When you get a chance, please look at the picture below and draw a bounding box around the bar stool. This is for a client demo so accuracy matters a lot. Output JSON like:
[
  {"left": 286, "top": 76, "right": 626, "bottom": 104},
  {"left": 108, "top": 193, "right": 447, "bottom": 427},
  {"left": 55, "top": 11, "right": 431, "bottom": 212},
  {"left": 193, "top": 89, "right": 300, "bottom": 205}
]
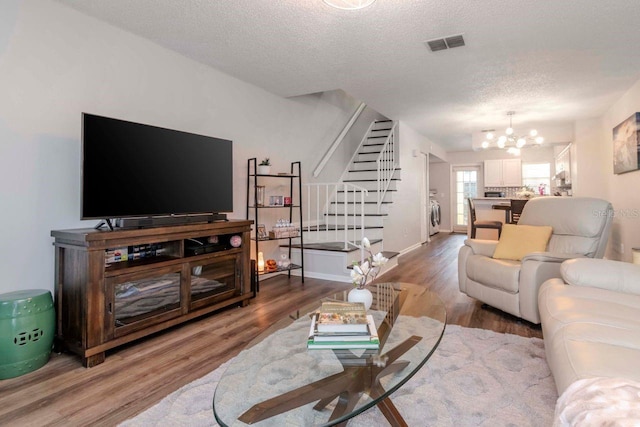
[
  {"left": 492, "top": 203, "right": 511, "bottom": 224},
  {"left": 468, "top": 198, "right": 502, "bottom": 239},
  {"left": 510, "top": 199, "right": 529, "bottom": 224}
]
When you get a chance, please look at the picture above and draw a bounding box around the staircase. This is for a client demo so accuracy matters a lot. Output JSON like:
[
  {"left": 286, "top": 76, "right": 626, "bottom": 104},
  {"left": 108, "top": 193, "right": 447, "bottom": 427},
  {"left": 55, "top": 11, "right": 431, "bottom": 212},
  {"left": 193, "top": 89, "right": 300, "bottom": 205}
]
[{"left": 289, "top": 119, "right": 401, "bottom": 283}]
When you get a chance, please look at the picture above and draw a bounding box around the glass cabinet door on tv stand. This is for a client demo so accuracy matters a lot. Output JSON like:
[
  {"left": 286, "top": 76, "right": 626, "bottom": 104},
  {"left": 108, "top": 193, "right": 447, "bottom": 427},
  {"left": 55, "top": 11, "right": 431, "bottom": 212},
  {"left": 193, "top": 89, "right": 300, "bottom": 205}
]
[{"left": 246, "top": 158, "right": 304, "bottom": 291}]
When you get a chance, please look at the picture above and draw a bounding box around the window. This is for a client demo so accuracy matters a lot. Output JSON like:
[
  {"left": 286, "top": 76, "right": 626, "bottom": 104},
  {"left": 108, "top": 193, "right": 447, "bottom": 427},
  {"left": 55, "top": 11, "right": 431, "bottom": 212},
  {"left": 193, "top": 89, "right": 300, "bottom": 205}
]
[{"left": 522, "top": 163, "right": 551, "bottom": 195}]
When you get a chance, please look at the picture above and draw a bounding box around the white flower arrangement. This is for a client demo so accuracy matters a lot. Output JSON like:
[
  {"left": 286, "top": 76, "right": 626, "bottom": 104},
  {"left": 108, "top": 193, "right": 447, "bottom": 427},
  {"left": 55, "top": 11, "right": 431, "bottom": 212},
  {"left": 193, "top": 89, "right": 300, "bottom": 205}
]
[
  {"left": 516, "top": 185, "right": 535, "bottom": 199},
  {"left": 350, "top": 237, "right": 388, "bottom": 289}
]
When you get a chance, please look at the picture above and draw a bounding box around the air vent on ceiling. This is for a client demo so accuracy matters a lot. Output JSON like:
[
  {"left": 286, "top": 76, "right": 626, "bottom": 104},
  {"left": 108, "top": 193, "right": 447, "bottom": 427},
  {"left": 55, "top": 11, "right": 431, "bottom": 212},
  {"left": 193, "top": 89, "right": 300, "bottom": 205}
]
+--
§ **INSTRUCTIONS FOR THE TASK**: What you return must match the entries above exactly, apart from the pictures, which are left out.

§ **SOLUTION TO THIS TASK**:
When you get a chance, please look at the picture below and draw a bounding box around the bar stool. This is for a client demo so accuracy matters a lot. Output JSON like:
[
  {"left": 286, "top": 76, "right": 626, "bottom": 104},
  {"left": 108, "top": 193, "right": 447, "bottom": 427},
  {"left": 55, "top": 11, "right": 431, "bottom": 212},
  {"left": 193, "top": 89, "right": 300, "bottom": 205}
]
[
  {"left": 492, "top": 203, "right": 511, "bottom": 224},
  {"left": 468, "top": 198, "right": 502, "bottom": 239},
  {"left": 510, "top": 199, "right": 529, "bottom": 224}
]
When you get a chance, please look at the picture above and draw a bounding box around the staircase. This is for a client demo so accuracy matters a lot. Output JSON like:
[
  {"left": 286, "top": 76, "right": 626, "bottom": 104},
  {"left": 108, "top": 193, "right": 447, "bottom": 427},
  {"left": 55, "top": 11, "right": 431, "bottom": 212},
  {"left": 193, "top": 89, "right": 300, "bottom": 205}
]
[{"left": 289, "top": 119, "right": 401, "bottom": 283}]
When you get a chance, please look at the picture above and draw a bounding box around the glass cabinet door on tv stand. This is for a client demo so accuracy matters a lot. Output JSON like:
[
  {"left": 286, "top": 76, "right": 626, "bottom": 104},
  {"left": 108, "top": 193, "right": 447, "bottom": 427},
  {"left": 55, "top": 11, "right": 431, "bottom": 212},
  {"left": 193, "top": 89, "right": 300, "bottom": 205}
]
[{"left": 246, "top": 158, "right": 304, "bottom": 291}]
When you get a chance, please look at the picture above and draw a bounding box around the window. This is for a client demo so accuracy matters a lot. Output JSON like:
[
  {"left": 286, "top": 76, "right": 626, "bottom": 104},
  {"left": 108, "top": 193, "right": 447, "bottom": 427},
  {"left": 55, "top": 11, "right": 431, "bottom": 212},
  {"left": 193, "top": 89, "right": 300, "bottom": 205}
]
[{"left": 522, "top": 163, "right": 551, "bottom": 195}]
When you get a chance, please look at the picture above and draw a bounding box around the white flower arrangement. This is for a client demo so accuracy matters a lot. Output JSON like:
[
  {"left": 286, "top": 76, "right": 626, "bottom": 104},
  {"left": 108, "top": 193, "right": 447, "bottom": 427},
  {"left": 55, "top": 11, "right": 431, "bottom": 212},
  {"left": 193, "top": 89, "right": 300, "bottom": 205}
]
[
  {"left": 516, "top": 185, "right": 535, "bottom": 199},
  {"left": 350, "top": 237, "right": 388, "bottom": 289}
]
When you get a chance, please look at the picture above and draw a bounding box around the air vent on ceiling. This is for a client demo so accuracy matters a lot. Output JSON like:
[
  {"left": 286, "top": 76, "right": 626, "bottom": 104},
  {"left": 108, "top": 193, "right": 447, "bottom": 427},
  {"left": 55, "top": 11, "right": 431, "bottom": 212},
  {"left": 193, "top": 89, "right": 300, "bottom": 205}
]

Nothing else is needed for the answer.